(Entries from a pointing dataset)
++++

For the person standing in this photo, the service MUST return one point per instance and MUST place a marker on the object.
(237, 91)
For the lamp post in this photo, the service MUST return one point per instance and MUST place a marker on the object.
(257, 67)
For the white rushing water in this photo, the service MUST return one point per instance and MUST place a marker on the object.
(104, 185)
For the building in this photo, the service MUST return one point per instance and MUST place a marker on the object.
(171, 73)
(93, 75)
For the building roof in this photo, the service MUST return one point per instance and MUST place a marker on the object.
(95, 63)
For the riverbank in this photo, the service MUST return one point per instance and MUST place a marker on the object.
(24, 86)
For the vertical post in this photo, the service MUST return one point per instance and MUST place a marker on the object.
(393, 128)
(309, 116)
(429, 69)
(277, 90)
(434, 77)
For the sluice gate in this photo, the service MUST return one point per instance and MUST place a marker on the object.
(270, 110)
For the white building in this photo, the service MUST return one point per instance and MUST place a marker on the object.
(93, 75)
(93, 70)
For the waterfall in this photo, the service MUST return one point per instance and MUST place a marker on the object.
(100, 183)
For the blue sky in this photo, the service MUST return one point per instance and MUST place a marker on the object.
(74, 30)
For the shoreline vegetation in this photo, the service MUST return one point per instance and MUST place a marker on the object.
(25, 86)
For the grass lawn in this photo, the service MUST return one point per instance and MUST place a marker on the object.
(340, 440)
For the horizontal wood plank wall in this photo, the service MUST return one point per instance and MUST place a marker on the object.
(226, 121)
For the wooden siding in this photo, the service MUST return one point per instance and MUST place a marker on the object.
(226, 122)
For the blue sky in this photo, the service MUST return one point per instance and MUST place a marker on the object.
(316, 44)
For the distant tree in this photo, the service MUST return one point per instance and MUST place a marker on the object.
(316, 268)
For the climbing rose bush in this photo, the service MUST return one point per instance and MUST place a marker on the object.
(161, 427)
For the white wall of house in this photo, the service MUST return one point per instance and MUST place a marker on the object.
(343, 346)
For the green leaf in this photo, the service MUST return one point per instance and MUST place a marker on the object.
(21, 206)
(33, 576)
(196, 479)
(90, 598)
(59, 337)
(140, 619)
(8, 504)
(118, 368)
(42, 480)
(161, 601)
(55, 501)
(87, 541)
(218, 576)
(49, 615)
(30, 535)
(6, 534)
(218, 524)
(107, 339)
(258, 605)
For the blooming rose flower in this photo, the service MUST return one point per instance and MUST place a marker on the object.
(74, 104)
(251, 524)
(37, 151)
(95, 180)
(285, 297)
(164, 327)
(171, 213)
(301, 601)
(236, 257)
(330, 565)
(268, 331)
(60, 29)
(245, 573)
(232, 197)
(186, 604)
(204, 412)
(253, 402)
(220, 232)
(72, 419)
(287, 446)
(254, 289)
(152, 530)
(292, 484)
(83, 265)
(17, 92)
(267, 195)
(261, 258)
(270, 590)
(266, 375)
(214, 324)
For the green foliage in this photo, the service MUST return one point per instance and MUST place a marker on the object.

++++

Render the listing above as a Markdown table with two columns, "Row" for a running number and "Line" for each line of the listing. Leave out any blank lines.

| Row | Line |
|---|---|
| 1 | For the person standing in this photo, the service MUST return one point per instance and MUST place a marker on the object. |
| 2 | (237, 91) |
| 3 | For the lamp post in this photo, the service MUST return one point per instance and MUST place a marker on the object. |
| 4 | (257, 67) |
| 5 | For the white rushing water in this photo, the service MUST return one point per instance and MUST place a marker on the object. |
| 6 | (104, 185) |
| 7 | For the building in this photo, the service MUST return one point per instance and MUST place a marker on the object. |
| 8 | (171, 73) |
| 9 | (93, 75) |
| 10 | For the building roof in this photo, the service MUST return one point per instance and MUST place a marker on the object. |
| 11 | (95, 63) |
| 12 | For the riverbank in this photo, the service MUST return one point per instance and MUST place a marker on the object. |
| 13 | (24, 86) |
| 14 | For the vertical post in this photo, the service MUST return one point per instance and MUST place a marker on the object. |
| 15 | (393, 128) |
| 16 | (309, 116) |
| 17 | (429, 69) |
| 18 | (277, 90) |
| 19 | (434, 77) |
| 20 | For the sluice gate in this photo, the service MUST return one point per instance and MUST place a marker on the object. |
| 21 | (270, 110) |
| 22 | For the white building in this photo, the service MUST return one point per instance and MUST place a marker on the object. |
| 23 | (93, 75) |
| 24 | (93, 70) |
| 25 | For the waterfall in this photo, the service MUST return one point per instance and MUST place a marker on the object. |
| 26 | (100, 183) |
| 27 | For the blue sky in this photo, the service MUST return one point per instance and MUST place a marker on the object. |
| 28 | (74, 30) |
| 29 | For the shoreline vegetation in this photo, the service MUST return one point per instance and MUST place a marker on the object. |
| 30 | (25, 86) |
| 31 | For the grass lawn in this photo, the service MUST return one point per instance and MUST place a marker on the object. |
| 32 | (340, 440) |
| 33 | For the horizontal wood plank wall in this photo, the service MUST return one point per instance and MUST place a marker on the object. |
| 34 | (226, 121) |
| 35 | For the wooden siding in this photo, the service MUST return one point per instance and MUST place a marker on the object. |
| 36 | (226, 122) |
| 37 | For the blue sky in this photo, the service MUST return one point per instance and MUST place a marker on the object. |
| 38 | (316, 44) |
| 39 | For the distant tree in this photo, the service MUST return one point per instance and MUST place a marker on the object. |
| 40 | (316, 268) |
| 41 | For the climbing rose bush in this photo, the service MUST return one point per instance and MUST place a marker on the object. |
| 42 | (161, 427) |
| 43 | For the white wall of house in this photo, the service MUST return one point per instance and MUST place a marker on the object. |
| 44 | (343, 346) |
| 45 | For the green leaf in this photo, the service MUST return one point per instance and MUST place a marker on the object. |
| 46 | (21, 206) |
| 47 | (33, 576) |
| 48 | (196, 479) |
| 49 | (90, 598) |
| 50 | (59, 337) |
| 51 | (140, 619) |
| 52 | (8, 504) |
| 53 | (118, 368) |
| 54 | (42, 480) |
| 55 | (161, 601) |
| 56 | (55, 501) |
| 57 | (87, 541) |
| 58 | (218, 576) |
| 59 | (49, 615) |
| 60 | (30, 535) |
| 61 | (6, 534) |
| 62 | (218, 524) |
| 63 | (107, 339) |
| 64 | (258, 605) |
| 65 | For the blooming rose flower in this photo, the service MUST return one point per instance and MUST place a marker on the object. |
| 66 | (74, 104) |
| 67 | (251, 524) |
| 68 | (37, 151) |
| 69 | (95, 180) |
| 70 | (285, 297) |
| 71 | (164, 327) |
| 72 | (171, 213) |
| 73 | (301, 601) |
| 74 | (236, 257) |
| 75 | (330, 565) |
| 76 | (268, 331) |
| 77 | (60, 29) |
| 78 | (245, 573) |
| 79 | (232, 197) |
| 80 | (186, 604) |
| 81 | (204, 412) |
| 82 | (253, 402) |
| 83 | (220, 232) |
| 84 | (72, 419) |
| 85 | (287, 446) |
| 86 | (254, 289) |
| 87 | (152, 530) |
| 88 | (292, 484) |
| 89 | (83, 265) |
| 90 | (17, 92) |
| 91 | (267, 195) |
| 92 | (261, 258) |
| 93 | (270, 590) |
| 94 | (266, 375) |
| 95 | (214, 324) |
| 96 | For the green foliage in this photo, the service MUST return one point per instance and MUST place a marker on the object. |